Write back each entry precisely as it is given.

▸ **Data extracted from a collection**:
○ ○ ○ ○ ○

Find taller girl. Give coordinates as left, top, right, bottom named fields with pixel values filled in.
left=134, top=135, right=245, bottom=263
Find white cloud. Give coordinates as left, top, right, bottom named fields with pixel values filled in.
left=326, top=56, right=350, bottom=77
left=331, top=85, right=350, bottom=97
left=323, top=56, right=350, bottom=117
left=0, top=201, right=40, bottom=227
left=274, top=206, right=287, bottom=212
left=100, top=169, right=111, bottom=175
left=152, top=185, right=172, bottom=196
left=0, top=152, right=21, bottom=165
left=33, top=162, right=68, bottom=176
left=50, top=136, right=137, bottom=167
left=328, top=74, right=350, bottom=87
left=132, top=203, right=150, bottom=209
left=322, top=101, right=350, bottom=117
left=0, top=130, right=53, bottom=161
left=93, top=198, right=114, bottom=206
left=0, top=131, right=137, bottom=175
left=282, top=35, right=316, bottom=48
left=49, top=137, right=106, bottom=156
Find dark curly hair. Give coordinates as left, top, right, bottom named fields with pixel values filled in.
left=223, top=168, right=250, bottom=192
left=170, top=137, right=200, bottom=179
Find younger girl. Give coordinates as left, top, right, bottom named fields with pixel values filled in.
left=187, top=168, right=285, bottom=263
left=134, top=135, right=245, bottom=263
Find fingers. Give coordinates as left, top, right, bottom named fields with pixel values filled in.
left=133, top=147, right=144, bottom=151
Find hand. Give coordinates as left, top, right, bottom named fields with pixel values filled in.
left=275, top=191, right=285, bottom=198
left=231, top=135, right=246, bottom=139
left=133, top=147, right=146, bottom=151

○ ○ ○ ○ ○

▸ **Answer section**:
Find taller girl. Give coordinates as left, top, right, bottom named fields with pixel values filled in.
left=134, top=135, right=245, bottom=263
Find white cloud. Give coordinates as left, top, right, bottom named fields with pixel values filled in.
left=326, top=56, right=350, bottom=77
left=331, top=85, right=350, bottom=97
left=323, top=56, right=350, bottom=117
left=0, top=201, right=40, bottom=227
left=274, top=206, right=287, bottom=212
left=100, top=169, right=111, bottom=175
left=152, top=185, right=172, bottom=196
left=0, top=152, right=21, bottom=165
left=33, top=162, right=68, bottom=176
left=50, top=136, right=137, bottom=167
left=328, top=74, right=350, bottom=87
left=132, top=203, right=150, bottom=209
left=322, top=101, right=350, bottom=117
left=0, top=130, right=53, bottom=161
left=93, top=198, right=114, bottom=206
left=0, top=131, right=137, bottom=175
left=282, top=35, right=316, bottom=48
left=49, top=137, right=106, bottom=156
Find dark curly hair. Give coordinates as left, top, right, bottom named fields with pixel values filled in.
left=223, top=168, right=250, bottom=192
left=170, top=137, right=200, bottom=179
Find younger girl. Give coordinates as left, top, right, bottom named fields with pixel values filled in.
left=187, top=168, right=285, bottom=263
left=134, top=135, right=245, bottom=263
Find fingers. Give coordinates as left, top, right, bottom named fields with pixel values filled in.
left=133, top=147, right=144, bottom=151
Find hand. Give coordinates as left, top, right, bottom named fields with pixel values filled in.
left=275, top=191, right=285, bottom=198
left=231, top=135, right=246, bottom=139
left=133, top=147, right=146, bottom=151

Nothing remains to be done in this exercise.